- August 30, 2017
- By: Greenpath Financial Wellness
Estate planning involves deciding how you want to distribute your assets after you die. We can give you some suggestions for basic estate planning, but you should consult a good lawyer to draw up your estate plan.
Make a Will
If you die without a will, the state decides who gets what. That can cost your family time and legal fees. If you already have a will, you should update it every few years, especially after any big life changes.
A will allows you to name an executor, the person who will be in charge of your estate. Your executor should be someone you trust completely. And don’t forget to ask if he or she is willing to take on such a big responsibility.
Make a Living Will
Make known the kind of medical care you wish to receive. At what point do you no longer wish to receive any care?
Appoint a Power of Attorney
Designate a trusted person to handle your financial affairs if you ever become incapacitated.
Factor Probate Into Your Plan
Probate is the process of the state checking over all your assets and liabilities after you die. The court makes sure all your documents are valid and correctly filed. It can be a slow, painful and costly process sometimes. And there are ways to legally avoid probate. Talk to an attorney to understand how probate might affect your estate.

- _Extracted material_
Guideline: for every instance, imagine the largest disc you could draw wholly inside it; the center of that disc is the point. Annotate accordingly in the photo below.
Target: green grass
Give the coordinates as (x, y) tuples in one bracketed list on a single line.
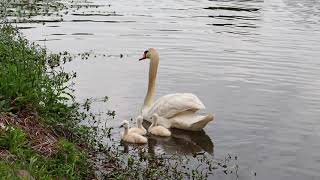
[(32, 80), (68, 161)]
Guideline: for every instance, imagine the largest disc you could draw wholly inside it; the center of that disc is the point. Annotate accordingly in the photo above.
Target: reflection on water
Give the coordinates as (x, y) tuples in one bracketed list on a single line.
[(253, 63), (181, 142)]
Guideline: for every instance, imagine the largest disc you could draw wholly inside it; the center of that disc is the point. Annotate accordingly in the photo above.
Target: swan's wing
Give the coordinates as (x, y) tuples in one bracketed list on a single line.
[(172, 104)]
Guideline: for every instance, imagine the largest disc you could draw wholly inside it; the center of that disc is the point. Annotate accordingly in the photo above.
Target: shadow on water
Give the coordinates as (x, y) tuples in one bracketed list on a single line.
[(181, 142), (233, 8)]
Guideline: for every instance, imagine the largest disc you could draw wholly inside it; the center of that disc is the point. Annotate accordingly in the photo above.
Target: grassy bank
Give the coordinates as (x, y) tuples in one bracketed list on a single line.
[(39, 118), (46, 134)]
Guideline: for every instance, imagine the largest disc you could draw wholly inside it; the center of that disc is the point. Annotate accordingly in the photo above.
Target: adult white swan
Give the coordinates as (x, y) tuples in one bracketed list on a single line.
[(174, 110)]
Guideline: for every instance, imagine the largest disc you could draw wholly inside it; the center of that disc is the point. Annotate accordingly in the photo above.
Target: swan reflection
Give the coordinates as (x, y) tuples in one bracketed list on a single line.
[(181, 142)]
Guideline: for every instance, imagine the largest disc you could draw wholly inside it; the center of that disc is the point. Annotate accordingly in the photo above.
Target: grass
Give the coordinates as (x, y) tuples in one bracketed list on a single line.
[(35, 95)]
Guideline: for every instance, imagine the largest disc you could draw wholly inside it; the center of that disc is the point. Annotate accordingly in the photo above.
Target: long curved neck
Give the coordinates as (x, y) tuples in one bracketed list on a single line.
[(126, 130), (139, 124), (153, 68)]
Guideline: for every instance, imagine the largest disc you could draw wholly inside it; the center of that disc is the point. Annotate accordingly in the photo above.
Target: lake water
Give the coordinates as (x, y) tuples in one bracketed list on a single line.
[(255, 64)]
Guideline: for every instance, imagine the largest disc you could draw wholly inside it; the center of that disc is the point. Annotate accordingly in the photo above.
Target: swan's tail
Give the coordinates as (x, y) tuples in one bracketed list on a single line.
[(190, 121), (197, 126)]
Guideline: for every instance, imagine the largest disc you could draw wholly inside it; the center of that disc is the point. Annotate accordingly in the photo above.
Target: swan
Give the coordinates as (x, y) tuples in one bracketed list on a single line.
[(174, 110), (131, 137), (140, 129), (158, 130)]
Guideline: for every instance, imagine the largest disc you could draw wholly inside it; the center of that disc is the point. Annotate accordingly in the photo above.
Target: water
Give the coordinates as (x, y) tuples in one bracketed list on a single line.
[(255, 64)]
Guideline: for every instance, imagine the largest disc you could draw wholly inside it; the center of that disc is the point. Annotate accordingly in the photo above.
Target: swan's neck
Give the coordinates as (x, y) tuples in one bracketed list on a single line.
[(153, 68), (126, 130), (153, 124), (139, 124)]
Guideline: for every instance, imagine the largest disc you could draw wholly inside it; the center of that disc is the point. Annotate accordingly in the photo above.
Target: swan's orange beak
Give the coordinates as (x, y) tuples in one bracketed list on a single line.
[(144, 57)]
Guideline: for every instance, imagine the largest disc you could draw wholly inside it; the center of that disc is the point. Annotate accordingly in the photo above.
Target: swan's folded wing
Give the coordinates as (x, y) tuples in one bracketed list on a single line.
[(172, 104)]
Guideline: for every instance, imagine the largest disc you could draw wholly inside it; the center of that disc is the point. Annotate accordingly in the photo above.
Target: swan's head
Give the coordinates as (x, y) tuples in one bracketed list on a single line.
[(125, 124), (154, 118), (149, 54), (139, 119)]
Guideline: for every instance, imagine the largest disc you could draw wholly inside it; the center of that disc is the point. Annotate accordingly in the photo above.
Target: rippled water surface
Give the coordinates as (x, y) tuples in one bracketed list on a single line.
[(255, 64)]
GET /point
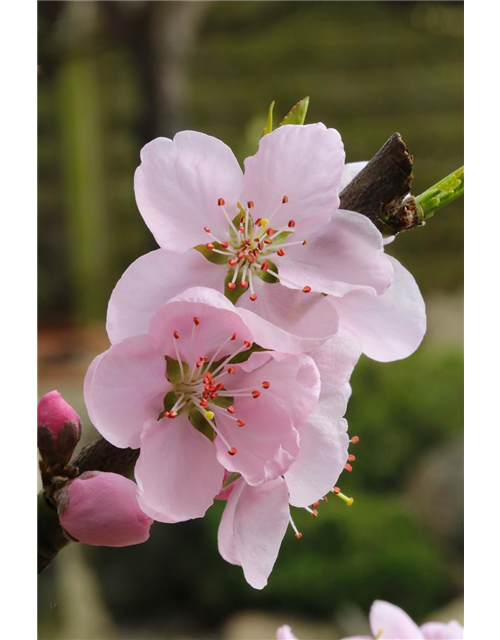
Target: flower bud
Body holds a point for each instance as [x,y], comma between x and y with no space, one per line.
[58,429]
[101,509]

- _What you need to do_
A: Decide whether each statement agrees with the estate planning article. Answer yes or no for each, and quote the words of the article that settle it.
(i) Without a will, the state decides who receives your assets.
(ii) Probate cannot be legally avoided.
(iii) A power of attorney is appointed to make your medical care decisions.
B: Translate this sentence from the estate planning article into Spanish: "Your executor should be someone you trust completely."
C: Carry the estate planning article further with new text that follows its final sentence.

- _Results_
A:
(i) Yes: "If you die without a will, the state decides who gets what."
(ii) No: "And there are ways to legally avoid probate."
(iii) No: "Designate a trusted person to handle your financial affairs if you ever become incapacitated."

B: Su albacea debe ser alguien en quien usted confíe plenamente.

C:
Insurance policies and investment accounts with properly completed beneficiary forms bypass probate and go directly to the named beneficiaries. Contact the companies you do business with to make sure they have updated forms, and keep copies for yourself.
Review Your Property Titles
The legal status of your accounts, home and other assets will also determine whether they bypass probate. For example, an asset that is “joint tenancy with rights of survivorship” will become the sole property of the surviving co-owner(s) when another co-owner dies.
Lower Estate Taxes
If you own a significant amount of assets consult your attorney or tax advisor to look at ways to lower your potential estate tax bill.
Trusts can be useful for avoiding probate, lowering estate taxes and providing for relatives who may not be able to manage assets on their own. But they can also be expensive. Talk to an attorney before agreeing to a trust.
Create a Document That Explains Everything
Just in case something happens to you, make sure your family knows how to locate your accounts, insurance policies, legal documents, safe-deposit boxes, cash reserves, attorney, financial planner and other trusted advisors. Include this important information in a document that you can give to someone you trust.
Review Your Plan
Explain your wishes to family members and close friends, especially if they might have a future role to play such as executor, guardian for your children, etc. And encourage them to get their own estate plan. If your relatives have their affairs in order, it could spare you a great deal of difficulty down the road and keep as much wealth as possible within the family.